───── Provided data ─────

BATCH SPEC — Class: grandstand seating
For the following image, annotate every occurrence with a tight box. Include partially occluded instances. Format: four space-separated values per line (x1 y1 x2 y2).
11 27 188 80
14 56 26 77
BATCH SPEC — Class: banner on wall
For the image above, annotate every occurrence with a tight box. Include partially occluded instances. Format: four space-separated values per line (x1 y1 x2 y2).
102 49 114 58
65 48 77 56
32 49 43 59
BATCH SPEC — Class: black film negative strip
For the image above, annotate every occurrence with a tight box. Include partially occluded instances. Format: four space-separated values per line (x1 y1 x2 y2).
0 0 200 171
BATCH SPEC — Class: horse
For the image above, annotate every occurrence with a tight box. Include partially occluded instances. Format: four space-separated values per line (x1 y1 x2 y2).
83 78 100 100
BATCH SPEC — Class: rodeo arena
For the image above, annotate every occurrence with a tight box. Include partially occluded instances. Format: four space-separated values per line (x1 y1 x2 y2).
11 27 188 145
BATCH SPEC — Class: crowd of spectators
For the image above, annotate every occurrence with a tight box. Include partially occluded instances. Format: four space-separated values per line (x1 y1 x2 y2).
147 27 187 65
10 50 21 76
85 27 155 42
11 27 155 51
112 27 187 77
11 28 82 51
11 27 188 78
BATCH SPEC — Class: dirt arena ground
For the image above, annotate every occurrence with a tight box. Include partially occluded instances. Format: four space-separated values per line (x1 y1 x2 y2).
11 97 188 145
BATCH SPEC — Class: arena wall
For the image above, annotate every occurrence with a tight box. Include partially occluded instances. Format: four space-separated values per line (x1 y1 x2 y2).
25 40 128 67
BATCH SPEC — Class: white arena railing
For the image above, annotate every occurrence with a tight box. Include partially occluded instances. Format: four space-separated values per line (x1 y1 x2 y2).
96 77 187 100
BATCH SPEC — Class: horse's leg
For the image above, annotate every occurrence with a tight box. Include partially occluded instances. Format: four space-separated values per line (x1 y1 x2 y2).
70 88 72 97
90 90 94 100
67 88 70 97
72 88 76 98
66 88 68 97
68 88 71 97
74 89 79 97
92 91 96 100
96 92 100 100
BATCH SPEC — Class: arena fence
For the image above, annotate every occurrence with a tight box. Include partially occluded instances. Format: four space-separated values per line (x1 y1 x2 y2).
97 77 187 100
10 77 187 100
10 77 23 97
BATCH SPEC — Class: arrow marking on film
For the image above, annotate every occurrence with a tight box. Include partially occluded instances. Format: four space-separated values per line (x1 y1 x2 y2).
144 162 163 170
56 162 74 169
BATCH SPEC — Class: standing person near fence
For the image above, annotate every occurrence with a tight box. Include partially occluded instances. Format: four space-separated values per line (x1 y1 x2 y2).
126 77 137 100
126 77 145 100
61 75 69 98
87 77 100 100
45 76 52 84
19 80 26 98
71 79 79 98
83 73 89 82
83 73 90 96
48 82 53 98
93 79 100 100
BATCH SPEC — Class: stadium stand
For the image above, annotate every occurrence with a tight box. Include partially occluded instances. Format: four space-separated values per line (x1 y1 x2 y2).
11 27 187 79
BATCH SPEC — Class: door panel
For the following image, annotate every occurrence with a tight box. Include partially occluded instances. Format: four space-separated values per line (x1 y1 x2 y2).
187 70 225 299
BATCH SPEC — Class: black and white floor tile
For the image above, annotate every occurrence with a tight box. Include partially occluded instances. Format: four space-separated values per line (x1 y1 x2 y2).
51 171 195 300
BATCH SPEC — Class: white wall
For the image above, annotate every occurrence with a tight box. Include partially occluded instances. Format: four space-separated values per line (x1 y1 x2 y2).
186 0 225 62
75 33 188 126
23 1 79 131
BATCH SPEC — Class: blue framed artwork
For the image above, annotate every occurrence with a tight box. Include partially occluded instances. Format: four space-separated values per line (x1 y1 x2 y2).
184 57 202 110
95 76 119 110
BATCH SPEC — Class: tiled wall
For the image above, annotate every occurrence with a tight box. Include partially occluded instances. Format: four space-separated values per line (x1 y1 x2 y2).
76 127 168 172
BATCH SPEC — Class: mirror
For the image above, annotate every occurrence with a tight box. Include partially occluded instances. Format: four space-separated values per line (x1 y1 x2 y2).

─────

→ **Task directions**
The records above must be printed again in full, exactly as written.

→ **Expected answer**
BATCH SPEC — Class: grandstand seating
For the following image, annotate every occurrence with a tight box. Include partially occluded instances. Format: four space-separated values per line (x1 y1 x2 y2).
11 27 188 80
14 56 26 77
BATCH SPEC — Class: banner on wall
For the image above, annotate every occurrence with a tight box. Include partially occluded instances. Format: four space-separated values per line (x1 y1 x2 y2).
102 49 114 58
65 48 77 56
32 49 43 59
BATCH SPEC — Class: black film negative strip
For the image above, annotate every occurrence with a tight box. Include partially occluded instances. Format: four space-separated values per line (x1 y1 x2 y2).
0 0 200 171
BATCH SPEC — Class: horse
For the image above, annotate every occurrence with a tight box. Include partially occluded instances. Format: four space-separated values per line (x1 y1 x2 y2).
83 78 100 100
BATCH SPEC — Class: rodeo arena
For the image above, annotate every occurrence with a tight box. Include partially occluded instances. Format: four space-separated values per line (x1 y1 x2 y2).
11 27 188 145
BATCH SPEC — Class: crowd of spectators
For the image above, annotate every occurrence with a tight box. Include partially occluded instances. Format: four space-separated values per line (x1 y1 x2 y2).
147 27 187 65
10 50 21 76
85 27 155 42
11 27 155 51
112 27 187 77
11 28 82 51
11 27 188 78
BATCH SPEC — Class: dirt arena ground
For the image above, annotate every occurrence with a tight box. Include partially occluded instances. Format: four space-separated values per line (x1 y1 x2 y2).
11 97 188 145
BATCH SPEC — Class: arena wall
For the image above, annotate every occurrence with a tight box. Include partially occluded instances. Format: four space-separated values per line (x1 y1 x2 y2).
25 40 128 67
BATCH SPEC — Class: white arena railing
For the image above, annotate every occurrence with a tight box. Include partially occluded instances. Format: four space-separated values per line (x1 y1 x2 y2).
96 77 187 100
BATCH SPEC — Class: horse's leg
For the image above, annotate every occurrence with a tight box. Include partially occluded instances. Format: four space-separated values per line (x1 y1 x2 y2).
70 88 72 97
90 90 94 100
67 88 70 97
72 88 76 98
66 88 68 97
68 88 71 97
74 89 79 97
92 91 96 100
96 92 100 100
BATCH SPEC — Class: arena fence
For the image above, annotate every occurrence with a tight box. Include partially occluded instances. Format: four space-separated values per line (x1 y1 x2 y2).
97 77 187 100
10 77 187 100
10 77 23 97
BATCH SPEC — Class: arrow marking on film
For the image above, annotate every occurrence with a tight box. Include partially occluded instances. Format: four space-separated values per line (x1 y1 x2 y2).
144 162 163 170
56 162 74 169
BATCH SPEC — Class: standing person near fence
For the image above, annotate every occurrence with a tight box. Include partially occluded instances. Format: four space-separated values per line (x1 y1 x2 y2).
126 77 137 100
126 77 145 100
61 75 69 98
87 77 100 100
45 76 52 84
19 80 26 98
71 79 79 98
83 73 89 82
83 73 90 96
48 82 53 98
93 79 100 100
BATCH SPEC — Class: stadium stand
For the image above, annotate every occurrence with a tight box. Include partially occluded instances. Format: four space-separated values per line (x1 y1 x2 y2).
11 27 187 79
BATCH SPEC — Class: door panel
For the following image, annotate every occurrence with a tight box. Include partially occluded instances. Format: four space-separated values per line (x1 y1 x2 y2).
187 70 225 299
BATCH SPEC — Class: black and white floor tile
For the image above, annotate every occurrence with a tight box. Include partially occluded instances. Format: four space-separated values per line (x1 y1 x2 y2).
51 171 195 300
BATCH SPEC — Class: white wall
For the image above, annotate every occurrence with a tight box. Include partially occluded instances. Format: four space-separated values per line (x1 y1 x2 y2).
186 0 225 62
75 33 188 126
23 1 79 131
BATCH SPEC — Class: blue framed artwork
For the image above, annotate every occurrence with a tight box. Include partially occluded instances. Format: four space-separated values per line (x1 y1 x2 y2).
184 57 202 110
95 76 119 110
BATCH SPEC — Class: tiled wall
For the image above, annotate every occurrence with a tight box. Include partially occluded instances. Format: four space-separated values per line (x1 y1 x2 y2).
76 127 168 172
BATCH SPEC — Class: mirror
For the image above, annotate every occurrence with a tight box. Include partially occluded instances. Format: four space-separated values per line (x1 y1 x2 y2).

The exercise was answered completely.